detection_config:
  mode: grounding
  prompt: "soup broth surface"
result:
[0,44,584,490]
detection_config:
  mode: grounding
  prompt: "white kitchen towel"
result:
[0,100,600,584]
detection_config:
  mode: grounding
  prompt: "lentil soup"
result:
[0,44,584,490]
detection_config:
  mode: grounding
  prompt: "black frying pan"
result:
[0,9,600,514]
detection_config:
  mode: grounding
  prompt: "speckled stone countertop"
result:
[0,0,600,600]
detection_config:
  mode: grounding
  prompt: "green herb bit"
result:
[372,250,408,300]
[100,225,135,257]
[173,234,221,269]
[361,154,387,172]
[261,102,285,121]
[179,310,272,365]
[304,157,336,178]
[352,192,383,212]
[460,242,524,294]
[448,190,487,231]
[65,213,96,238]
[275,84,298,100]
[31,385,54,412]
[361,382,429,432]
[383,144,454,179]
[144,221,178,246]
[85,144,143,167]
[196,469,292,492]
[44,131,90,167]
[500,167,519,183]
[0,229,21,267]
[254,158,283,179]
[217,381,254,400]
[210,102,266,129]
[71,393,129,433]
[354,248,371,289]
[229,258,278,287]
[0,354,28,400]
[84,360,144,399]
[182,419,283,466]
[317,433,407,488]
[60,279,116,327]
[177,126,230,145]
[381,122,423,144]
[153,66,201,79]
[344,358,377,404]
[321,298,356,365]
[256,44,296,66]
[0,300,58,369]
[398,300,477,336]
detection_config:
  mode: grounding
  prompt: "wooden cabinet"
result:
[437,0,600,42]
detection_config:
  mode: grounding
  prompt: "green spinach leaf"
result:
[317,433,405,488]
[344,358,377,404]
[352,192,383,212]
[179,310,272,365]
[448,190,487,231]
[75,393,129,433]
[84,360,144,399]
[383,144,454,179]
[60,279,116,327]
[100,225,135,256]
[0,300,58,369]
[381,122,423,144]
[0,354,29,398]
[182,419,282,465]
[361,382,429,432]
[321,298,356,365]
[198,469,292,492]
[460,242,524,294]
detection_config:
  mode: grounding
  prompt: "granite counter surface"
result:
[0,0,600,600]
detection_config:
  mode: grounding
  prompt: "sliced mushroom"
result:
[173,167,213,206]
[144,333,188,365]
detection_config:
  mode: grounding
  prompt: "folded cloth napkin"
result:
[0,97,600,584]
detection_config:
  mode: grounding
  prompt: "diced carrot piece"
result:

☆ ☆ ☆ ☆ ☆ ☆ ☆

Written instruction:
Write every entry out again exactly.

Reply to the exercise:
detection_config:
  mode: grounding
  prompt: "soup broth surface"
result:
[0,44,584,490]
detection_config:
  mode: grounding
  prompt: "white kitchen towel"
result:
[0,100,600,584]
detection_config:
  mode: grounding
  prompt: "lentil soup"
result:
[0,44,584,490]
detection_config:
  mode: grounding
  prompt: "black frying pan"
result:
[0,9,600,514]
detection_config:
  mode: grounding
  prompt: "speckled stone countertop"
result:
[0,0,600,600]
detection_config:
  mode: grounding
  prompt: "green herb bit"
result:
[372,250,408,300]
[100,225,135,257]
[173,234,221,269]
[361,154,387,172]
[261,102,285,121]
[179,310,272,365]
[304,157,336,178]
[352,192,383,212]
[460,242,524,294]
[448,190,487,231]
[65,213,96,238]
[275,84,298,100]
[31,385,54,412]
[361,382,429,432]
[383,144,454,179]
[144,221,178,246]
[85,144,143,167]
[196,469,292,492]
[44,131,90,167]
[500,167,519,183]
[0,229,21,267]
[254,158,283,179]
[217,381,254,400]
[210,102,266,129]
[71,393,129,433]
[354,248,371,289]
[229,258,278,287]
[0,354,28,400]
[84,360,144,399]
[182,419,283,466]
[317,433,407,488]
[60,279,116,327]
[177,126,230,145]
[381,122,423,144]
[153,66,201,79]
[344,358,377,404]
[321,298,356,365]
[256,44,296,66]
[0,300,58,369]
[398,300,477,336]
detection_config:
  mode: grounding
  prompt: "wooden cabinet"
result:
[437,0,600,42]
detection_config:
  mode: grounding
  prompt: "green spinach leaf"
result:
[317,433,405,488]
[344,358,377,404]
[352,192,383,212]
[179,310,272,365]
[448,190,487,231]
[75,393,129,433]
[84,360,144,399]
[383,144,454,179]
[60,279,116,327]
[100,225,135,256]
[0,300,58,369]
[381,122,423,144]
[0,354,29,398]
[182,419,282,465]
[361,382,429,432]
[321,298,356,365]
[198,469,292,492]
[460,242,524,294]
detection_config:
  mode: grounding
  prompt: "granite counter surface"
result:
[0,0,600,600]
detection_config:
  mode: grounding
  prompt: "sliced mushroom"
result:
[173,167,213,206]
[144,333,188,365]
detection_config:
  mode: grounding
  prompt: "folded cloth napkin"
result:
[0,97,600,584]
detection_config:
  mode: grounding
  prompt: "diced carrot piece"
result:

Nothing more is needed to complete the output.